Do this: Swap "windshield" for "windscreen" in the lines of the listing below, starting at the line that contains "like [(660, 287)]." and ending at the line that contains "[(661, 430)]". Give back only those lines, with nothing else changed.

Listing:
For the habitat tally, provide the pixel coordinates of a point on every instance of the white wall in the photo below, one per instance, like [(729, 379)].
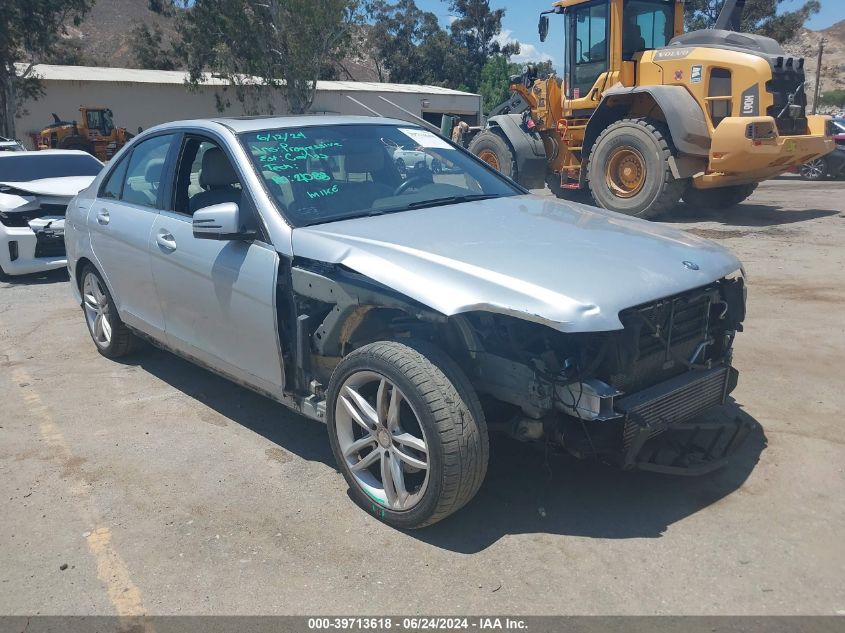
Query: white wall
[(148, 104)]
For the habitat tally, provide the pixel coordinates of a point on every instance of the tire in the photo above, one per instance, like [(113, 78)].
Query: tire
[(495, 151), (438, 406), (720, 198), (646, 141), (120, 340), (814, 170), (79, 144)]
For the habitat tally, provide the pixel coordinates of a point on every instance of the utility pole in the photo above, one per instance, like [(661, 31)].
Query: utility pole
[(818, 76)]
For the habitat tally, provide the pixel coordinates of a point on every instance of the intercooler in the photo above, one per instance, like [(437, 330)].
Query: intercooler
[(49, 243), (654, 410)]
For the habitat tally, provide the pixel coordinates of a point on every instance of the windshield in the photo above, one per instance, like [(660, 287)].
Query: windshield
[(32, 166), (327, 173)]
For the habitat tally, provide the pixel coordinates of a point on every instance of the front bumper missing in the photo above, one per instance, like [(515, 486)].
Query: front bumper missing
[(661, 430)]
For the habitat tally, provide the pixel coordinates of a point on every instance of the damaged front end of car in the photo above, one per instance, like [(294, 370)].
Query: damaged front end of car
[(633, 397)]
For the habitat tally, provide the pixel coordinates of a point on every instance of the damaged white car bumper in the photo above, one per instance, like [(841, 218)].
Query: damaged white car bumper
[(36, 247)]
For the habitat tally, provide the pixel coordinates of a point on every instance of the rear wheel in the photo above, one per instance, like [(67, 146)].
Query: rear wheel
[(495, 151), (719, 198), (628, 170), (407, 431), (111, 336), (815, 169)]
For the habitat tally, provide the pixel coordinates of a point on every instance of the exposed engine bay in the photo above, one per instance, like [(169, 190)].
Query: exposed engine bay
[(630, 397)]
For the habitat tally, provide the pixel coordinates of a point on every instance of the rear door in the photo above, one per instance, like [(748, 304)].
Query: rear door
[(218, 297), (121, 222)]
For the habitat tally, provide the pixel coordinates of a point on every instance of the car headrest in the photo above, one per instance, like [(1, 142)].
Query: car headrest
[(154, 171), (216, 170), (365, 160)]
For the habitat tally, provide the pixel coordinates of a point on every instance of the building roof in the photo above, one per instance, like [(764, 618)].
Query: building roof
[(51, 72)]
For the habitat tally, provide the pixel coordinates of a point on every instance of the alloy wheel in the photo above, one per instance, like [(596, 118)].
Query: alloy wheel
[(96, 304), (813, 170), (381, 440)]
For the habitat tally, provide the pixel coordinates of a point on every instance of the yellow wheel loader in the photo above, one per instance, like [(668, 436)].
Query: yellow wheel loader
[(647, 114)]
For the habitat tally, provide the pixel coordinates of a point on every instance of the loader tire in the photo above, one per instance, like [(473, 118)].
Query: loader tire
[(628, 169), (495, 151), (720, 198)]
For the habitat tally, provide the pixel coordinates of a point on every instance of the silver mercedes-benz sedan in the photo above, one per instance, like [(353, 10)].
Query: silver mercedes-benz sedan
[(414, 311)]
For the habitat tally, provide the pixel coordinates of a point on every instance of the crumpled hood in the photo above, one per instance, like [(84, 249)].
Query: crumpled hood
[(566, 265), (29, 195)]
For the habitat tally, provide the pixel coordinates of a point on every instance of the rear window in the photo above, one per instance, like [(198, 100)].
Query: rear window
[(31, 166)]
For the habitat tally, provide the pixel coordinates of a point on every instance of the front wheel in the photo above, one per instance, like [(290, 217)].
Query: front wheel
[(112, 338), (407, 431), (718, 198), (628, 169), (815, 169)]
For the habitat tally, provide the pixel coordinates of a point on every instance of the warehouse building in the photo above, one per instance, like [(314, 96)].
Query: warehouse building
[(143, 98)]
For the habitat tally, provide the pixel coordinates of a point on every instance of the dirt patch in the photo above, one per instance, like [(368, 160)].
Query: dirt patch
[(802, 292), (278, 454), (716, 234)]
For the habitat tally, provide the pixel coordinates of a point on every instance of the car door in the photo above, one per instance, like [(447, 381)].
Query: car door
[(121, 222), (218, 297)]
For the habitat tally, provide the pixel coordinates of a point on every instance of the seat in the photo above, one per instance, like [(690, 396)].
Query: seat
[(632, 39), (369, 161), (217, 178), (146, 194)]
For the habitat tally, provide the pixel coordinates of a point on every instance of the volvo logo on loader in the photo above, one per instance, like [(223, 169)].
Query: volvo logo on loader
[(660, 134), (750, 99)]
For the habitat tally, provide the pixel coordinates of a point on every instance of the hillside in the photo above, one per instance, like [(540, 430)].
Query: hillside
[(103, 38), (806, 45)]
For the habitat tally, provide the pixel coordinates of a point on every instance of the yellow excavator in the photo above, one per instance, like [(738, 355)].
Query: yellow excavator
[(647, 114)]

* * *

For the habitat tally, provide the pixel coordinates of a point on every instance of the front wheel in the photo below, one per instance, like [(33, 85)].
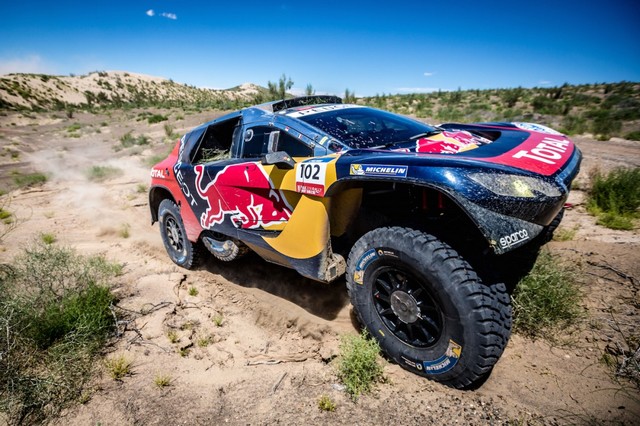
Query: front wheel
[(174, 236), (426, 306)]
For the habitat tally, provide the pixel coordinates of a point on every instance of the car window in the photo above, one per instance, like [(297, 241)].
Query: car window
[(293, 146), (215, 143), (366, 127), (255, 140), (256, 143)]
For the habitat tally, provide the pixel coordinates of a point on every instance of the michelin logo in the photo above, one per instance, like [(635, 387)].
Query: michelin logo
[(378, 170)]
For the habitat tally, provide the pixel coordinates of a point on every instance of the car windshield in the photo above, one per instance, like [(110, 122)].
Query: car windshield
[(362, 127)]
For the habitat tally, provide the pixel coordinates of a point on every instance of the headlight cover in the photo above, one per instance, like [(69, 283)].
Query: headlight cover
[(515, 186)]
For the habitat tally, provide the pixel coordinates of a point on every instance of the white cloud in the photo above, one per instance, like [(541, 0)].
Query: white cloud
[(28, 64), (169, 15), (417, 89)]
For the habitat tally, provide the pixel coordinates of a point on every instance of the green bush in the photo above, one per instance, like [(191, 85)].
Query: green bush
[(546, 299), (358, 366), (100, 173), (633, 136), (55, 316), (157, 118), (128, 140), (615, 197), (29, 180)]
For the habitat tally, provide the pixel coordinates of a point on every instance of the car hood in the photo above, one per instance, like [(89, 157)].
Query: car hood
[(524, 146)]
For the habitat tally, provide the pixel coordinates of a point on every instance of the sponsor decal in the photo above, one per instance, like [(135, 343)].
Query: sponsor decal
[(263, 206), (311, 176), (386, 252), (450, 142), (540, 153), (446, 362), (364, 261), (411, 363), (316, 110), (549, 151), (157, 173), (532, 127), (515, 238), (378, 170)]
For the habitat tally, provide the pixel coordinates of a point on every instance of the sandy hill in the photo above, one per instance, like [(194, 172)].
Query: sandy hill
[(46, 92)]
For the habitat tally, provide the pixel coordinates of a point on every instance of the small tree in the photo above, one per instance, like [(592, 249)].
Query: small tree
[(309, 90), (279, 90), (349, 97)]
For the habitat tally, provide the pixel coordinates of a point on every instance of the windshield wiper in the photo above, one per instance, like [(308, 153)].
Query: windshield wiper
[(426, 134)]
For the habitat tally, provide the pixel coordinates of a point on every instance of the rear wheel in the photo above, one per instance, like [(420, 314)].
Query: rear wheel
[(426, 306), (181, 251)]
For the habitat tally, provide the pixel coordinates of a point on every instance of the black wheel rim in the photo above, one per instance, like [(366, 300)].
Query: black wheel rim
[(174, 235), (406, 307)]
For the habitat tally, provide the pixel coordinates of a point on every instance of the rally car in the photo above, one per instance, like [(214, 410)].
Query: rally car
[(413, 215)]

...

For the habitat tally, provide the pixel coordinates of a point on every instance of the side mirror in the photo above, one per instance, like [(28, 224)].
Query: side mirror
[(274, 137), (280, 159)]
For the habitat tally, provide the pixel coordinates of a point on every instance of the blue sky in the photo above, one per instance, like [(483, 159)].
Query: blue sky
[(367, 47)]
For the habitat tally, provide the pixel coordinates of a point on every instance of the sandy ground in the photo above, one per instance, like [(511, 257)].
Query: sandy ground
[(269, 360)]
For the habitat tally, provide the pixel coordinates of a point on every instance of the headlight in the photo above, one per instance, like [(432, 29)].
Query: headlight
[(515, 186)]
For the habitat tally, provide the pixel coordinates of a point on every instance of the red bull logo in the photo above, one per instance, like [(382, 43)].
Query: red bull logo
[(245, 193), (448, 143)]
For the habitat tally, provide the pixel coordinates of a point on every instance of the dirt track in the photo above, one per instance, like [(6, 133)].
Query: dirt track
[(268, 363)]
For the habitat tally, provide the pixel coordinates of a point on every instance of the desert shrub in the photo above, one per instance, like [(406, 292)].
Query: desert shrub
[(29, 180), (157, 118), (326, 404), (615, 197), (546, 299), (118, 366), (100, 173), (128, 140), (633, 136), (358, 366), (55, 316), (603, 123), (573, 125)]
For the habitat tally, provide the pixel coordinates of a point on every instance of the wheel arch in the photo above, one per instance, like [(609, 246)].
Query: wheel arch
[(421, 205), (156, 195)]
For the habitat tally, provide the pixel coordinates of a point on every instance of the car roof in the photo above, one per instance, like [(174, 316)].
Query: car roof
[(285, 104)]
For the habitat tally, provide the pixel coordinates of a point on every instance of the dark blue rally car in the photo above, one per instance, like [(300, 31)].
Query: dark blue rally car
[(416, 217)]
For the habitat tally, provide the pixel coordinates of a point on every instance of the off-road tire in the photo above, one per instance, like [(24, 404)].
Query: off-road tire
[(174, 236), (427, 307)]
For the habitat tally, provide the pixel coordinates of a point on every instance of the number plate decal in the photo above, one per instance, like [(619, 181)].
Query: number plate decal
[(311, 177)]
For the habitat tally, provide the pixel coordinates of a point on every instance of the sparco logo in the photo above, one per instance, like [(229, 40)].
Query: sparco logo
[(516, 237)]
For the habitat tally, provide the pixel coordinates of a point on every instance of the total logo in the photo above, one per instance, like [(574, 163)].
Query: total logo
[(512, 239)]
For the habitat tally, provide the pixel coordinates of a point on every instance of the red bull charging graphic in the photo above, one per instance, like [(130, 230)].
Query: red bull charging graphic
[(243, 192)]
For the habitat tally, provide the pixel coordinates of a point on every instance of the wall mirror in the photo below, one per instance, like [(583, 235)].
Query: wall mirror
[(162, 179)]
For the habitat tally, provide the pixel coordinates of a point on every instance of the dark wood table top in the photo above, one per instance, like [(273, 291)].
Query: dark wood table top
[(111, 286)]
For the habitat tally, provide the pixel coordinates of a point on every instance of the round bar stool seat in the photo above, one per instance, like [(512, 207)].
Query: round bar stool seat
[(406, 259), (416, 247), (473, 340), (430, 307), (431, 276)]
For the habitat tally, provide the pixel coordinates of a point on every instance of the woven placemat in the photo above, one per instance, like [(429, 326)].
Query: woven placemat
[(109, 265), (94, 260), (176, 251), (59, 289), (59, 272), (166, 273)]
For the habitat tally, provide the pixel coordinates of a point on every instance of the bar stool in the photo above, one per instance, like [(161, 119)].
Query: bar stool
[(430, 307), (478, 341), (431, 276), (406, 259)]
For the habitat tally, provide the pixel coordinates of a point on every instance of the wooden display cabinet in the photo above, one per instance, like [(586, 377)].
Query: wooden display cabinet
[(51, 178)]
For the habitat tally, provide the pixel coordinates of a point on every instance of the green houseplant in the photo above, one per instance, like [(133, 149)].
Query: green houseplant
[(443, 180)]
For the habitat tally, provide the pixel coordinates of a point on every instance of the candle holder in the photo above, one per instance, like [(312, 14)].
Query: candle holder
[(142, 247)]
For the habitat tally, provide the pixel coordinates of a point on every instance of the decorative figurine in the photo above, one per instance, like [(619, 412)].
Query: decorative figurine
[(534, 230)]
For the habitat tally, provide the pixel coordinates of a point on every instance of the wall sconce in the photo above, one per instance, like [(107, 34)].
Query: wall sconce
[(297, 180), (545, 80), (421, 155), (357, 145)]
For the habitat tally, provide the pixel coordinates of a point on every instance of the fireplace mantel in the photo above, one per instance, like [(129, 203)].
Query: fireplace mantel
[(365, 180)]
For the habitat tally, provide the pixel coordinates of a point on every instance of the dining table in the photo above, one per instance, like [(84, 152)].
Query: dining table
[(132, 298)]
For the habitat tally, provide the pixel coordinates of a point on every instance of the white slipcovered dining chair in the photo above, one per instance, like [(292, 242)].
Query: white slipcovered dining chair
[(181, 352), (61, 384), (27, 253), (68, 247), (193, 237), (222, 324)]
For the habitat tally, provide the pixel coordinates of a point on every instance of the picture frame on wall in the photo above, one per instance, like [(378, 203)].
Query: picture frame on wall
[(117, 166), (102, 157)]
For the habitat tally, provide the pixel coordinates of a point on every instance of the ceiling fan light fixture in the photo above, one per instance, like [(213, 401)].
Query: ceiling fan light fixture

Solution below:
For the habitat tally, provide the pixel coordinates of a point on every instance of the windscreen in the photo above, one per instance, like [(660, 287)].
Query: windscreen
[(32, 166), (327, 173)]
For the habitat tally, provide the pixel coordinates of a point on every instance of the front bumper missing in the photo above, one per instance, like [(515, 486)].
Query: front bumper missing
[(661, 430)]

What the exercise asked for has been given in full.